Learning AI Vision

What is Multi-Modal AI?

Most people know AI through chatbots like ChatGPT—you type text, it responds with text. But modern AI has evolved far beyond simple text conversations. Today's Large Language Models (LLMs) are multi-modal, meaning they can reason about multiple types of input/output.

Text is just the beginning. Based on the way they were trained, models can also work with:

Structured text — Markdown, JSON, CSV, and other formatted text. AI can parse, generate, and transform between these formats effortlessly (more on Markdown in a future post!)
Code — Coding assistants like GitHub Copilot and Claude Code can read, write, and debug code across dozens of programming languages based on natural language commands
Vision — Upload an image and the AI can describe it, read text within it, or answer questions about what it "sees"
Audio — Some models can transcribe speech, understand spoken commands, or even reason about sounds and music

All of these modalities are processed by training a model in different ways. What makes multi-modal AI powerful is the ability to combine context across formats.

Region pointing data
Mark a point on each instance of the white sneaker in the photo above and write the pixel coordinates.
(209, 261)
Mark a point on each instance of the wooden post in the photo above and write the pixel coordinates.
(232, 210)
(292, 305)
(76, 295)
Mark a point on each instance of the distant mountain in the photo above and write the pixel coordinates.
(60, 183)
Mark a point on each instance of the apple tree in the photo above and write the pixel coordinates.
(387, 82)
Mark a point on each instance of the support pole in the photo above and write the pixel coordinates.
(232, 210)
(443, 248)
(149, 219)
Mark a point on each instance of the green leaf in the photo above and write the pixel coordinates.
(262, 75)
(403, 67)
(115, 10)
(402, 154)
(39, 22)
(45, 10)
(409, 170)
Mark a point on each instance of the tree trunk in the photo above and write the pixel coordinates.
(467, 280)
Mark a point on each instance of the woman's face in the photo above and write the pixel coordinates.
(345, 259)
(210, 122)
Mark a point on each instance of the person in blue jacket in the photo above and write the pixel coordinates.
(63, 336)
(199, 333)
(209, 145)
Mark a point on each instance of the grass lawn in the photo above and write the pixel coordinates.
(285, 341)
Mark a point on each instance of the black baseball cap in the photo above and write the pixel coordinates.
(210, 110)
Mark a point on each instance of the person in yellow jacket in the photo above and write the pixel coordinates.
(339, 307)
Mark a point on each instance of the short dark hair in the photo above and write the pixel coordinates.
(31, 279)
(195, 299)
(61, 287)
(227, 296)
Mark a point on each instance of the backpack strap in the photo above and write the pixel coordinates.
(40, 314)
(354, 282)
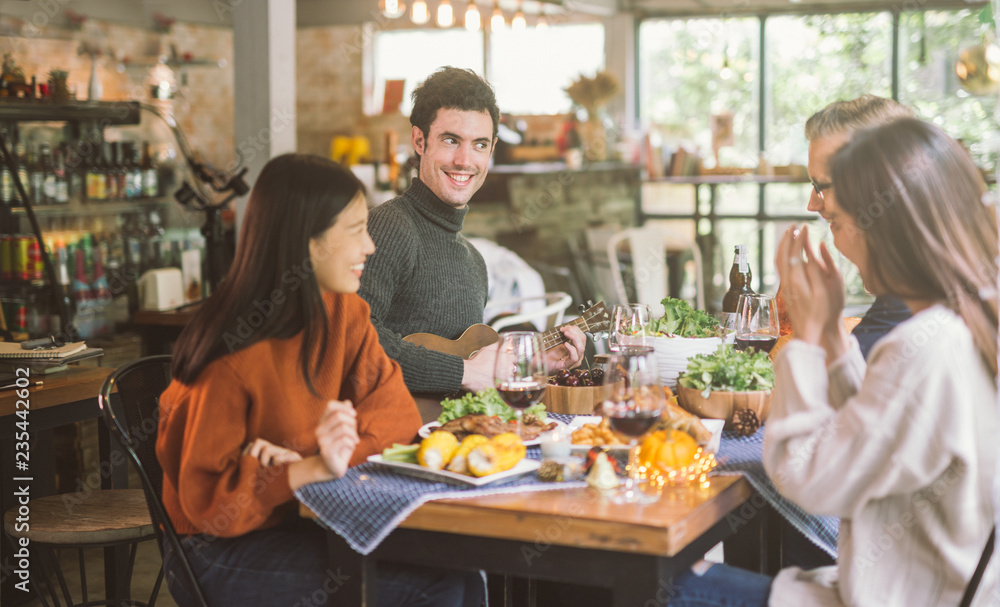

(Problem to work on):
Reproduce the passage of the text on multi-modal AI from "Learning AI Vision" up to and including "a future post!)".

(Completed exercise):
Learning AI Vision

What is Multi-Modal AI?

Most people know AI through chatbots like ChatGPT—you type text, it responds with text. But modern AI has evolved far beyond simple text conversations. Today's Large Language Models (LLMs) are multi-modal, meaning they can reason about multiple types of input/output.

Text is just the beginning. Based on the way they were trained, models can also work with:

Structured text — Markdown, JSON, CSV, and other formatted text. AI can parse, generate, and transform between these formats effortlessly (more on Markdown in a future post!)